* **Stated problem**
Copy out word for word the lines of the entries below, starting at the line that contains "of the grass" and ending at the line that contains "[(11, 203), (15, 304)]".

____________

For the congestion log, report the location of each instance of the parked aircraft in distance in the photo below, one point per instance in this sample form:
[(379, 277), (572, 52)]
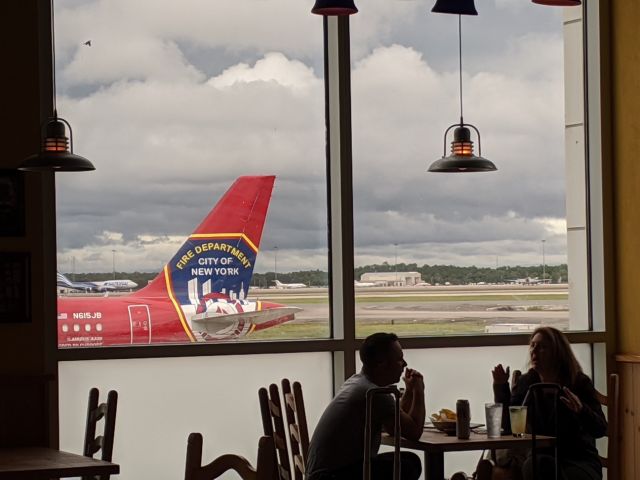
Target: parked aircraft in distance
[(528, 281), (281, 285), (118, 285), (102, 286), (64, 282), (200, 295)]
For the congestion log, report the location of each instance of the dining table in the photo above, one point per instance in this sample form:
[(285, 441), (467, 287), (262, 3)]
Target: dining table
[(435, 444), (38, 463)]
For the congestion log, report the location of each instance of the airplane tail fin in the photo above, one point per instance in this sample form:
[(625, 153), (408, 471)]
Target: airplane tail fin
[(63, 281), (219, 256)]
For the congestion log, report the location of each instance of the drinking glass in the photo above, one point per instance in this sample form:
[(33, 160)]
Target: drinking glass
[(518, 416), (493, 415)]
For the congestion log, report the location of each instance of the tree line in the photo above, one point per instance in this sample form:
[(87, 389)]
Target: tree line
[(433, 274)]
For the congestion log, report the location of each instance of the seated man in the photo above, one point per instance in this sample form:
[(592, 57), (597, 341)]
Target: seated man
[(336, 450)]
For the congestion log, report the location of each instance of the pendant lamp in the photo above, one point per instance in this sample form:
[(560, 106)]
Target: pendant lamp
[(558, 3), (56, 151), (334, 7), (461, 158), (457, 7)]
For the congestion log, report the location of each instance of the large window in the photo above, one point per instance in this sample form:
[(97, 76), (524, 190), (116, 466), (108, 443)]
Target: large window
[(469, 253), (173, 102)]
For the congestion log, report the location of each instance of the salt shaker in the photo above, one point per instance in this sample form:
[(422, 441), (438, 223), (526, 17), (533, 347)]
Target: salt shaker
[(463, 420)]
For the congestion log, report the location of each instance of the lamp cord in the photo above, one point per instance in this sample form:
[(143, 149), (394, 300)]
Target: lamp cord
[(460, 62), (53, 60)]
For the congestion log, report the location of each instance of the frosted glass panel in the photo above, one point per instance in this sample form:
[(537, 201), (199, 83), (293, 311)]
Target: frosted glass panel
[(454, 373), (162, 400)]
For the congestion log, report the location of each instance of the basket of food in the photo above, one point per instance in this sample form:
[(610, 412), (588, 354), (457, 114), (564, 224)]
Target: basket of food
[(445, 421)]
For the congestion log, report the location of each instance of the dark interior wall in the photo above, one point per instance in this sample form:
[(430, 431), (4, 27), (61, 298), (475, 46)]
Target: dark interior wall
[(28, 366)]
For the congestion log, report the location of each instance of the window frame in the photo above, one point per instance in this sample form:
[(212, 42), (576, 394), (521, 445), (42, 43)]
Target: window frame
[(343, 342)]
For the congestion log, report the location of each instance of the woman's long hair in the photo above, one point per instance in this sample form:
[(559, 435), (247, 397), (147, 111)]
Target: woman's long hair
[(565, 362)]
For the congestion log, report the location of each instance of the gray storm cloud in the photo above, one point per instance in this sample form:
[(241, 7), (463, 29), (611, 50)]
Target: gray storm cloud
[(173, 105)]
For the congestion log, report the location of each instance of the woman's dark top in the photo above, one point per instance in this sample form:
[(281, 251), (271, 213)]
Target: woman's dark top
[(576, 431)]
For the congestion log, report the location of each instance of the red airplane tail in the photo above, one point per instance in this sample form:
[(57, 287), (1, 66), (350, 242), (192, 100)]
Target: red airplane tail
[(219, 256)]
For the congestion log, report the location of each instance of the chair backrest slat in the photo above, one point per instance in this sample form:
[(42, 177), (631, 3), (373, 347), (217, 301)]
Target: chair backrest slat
[(194, 470), (292, 445), (100, 443)]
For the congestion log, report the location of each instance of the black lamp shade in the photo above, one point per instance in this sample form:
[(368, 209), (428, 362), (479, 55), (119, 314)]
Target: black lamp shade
[(457, 7), (462, 159), (334, 7), (55, 154), (558, 3)]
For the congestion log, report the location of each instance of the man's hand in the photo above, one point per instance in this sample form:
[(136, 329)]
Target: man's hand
[(500, 375), (413, 380)]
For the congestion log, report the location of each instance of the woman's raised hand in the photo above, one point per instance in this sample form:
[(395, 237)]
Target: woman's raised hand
[(500, 375)]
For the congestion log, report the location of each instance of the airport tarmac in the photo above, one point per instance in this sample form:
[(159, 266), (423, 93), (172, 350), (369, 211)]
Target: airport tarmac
[(489, 304), (513, 304)]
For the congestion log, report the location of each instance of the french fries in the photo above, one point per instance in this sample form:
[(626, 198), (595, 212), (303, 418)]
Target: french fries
[(444, 415)]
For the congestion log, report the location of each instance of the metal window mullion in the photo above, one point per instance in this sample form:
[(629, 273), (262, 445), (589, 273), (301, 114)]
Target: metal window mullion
[(340, 191)]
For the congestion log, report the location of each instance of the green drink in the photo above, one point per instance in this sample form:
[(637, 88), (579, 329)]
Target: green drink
[(518, 416)]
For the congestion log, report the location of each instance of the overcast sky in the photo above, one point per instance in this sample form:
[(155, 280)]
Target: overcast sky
[(173, 100)]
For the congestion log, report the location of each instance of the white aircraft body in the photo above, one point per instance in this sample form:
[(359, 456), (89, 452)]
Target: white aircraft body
[(364, 284), (106, 286), (285, 286), (528, 281), (114, 285)]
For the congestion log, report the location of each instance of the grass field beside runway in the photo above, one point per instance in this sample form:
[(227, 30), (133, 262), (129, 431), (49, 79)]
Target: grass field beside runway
[(423, 298), (288, 331)]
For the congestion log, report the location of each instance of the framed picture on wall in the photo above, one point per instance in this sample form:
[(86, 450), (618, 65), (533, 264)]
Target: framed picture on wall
[(11, 203), (15, 304)]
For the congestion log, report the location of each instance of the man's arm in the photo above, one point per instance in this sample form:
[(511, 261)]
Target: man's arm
[(412, 408)]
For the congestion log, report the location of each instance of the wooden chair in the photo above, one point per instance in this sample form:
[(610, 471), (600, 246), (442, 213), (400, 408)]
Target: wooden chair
[(273, 427), (612, 401), (194, 470), (296, 426), (104, 442)]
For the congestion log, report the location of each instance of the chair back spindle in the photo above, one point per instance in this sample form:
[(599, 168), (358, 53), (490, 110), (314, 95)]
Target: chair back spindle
[(296, 427), (273, 426), (100, 443), (194, 470), (612, 402)]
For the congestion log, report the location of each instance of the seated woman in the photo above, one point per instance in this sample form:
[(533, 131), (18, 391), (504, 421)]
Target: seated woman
[(579, 415)]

____________

* **Response to this task**
For the congestion log, report the location of each instance of the grass field beside runway in the photo above, one point per instance in this sample form:
[(227, 30), (133, 262), (129, 431), (49, 79)]
Target: grass field beside runway
[(423, 298), (288, 331)]
For the congestion log, report the location of each instance of the framed picture on wall in the photo above, one point per instance in this sample form:
[(86, 450), (618, 65), (533, 264)]
Target: framed picture on wall
[(11, 203), (15, 304)]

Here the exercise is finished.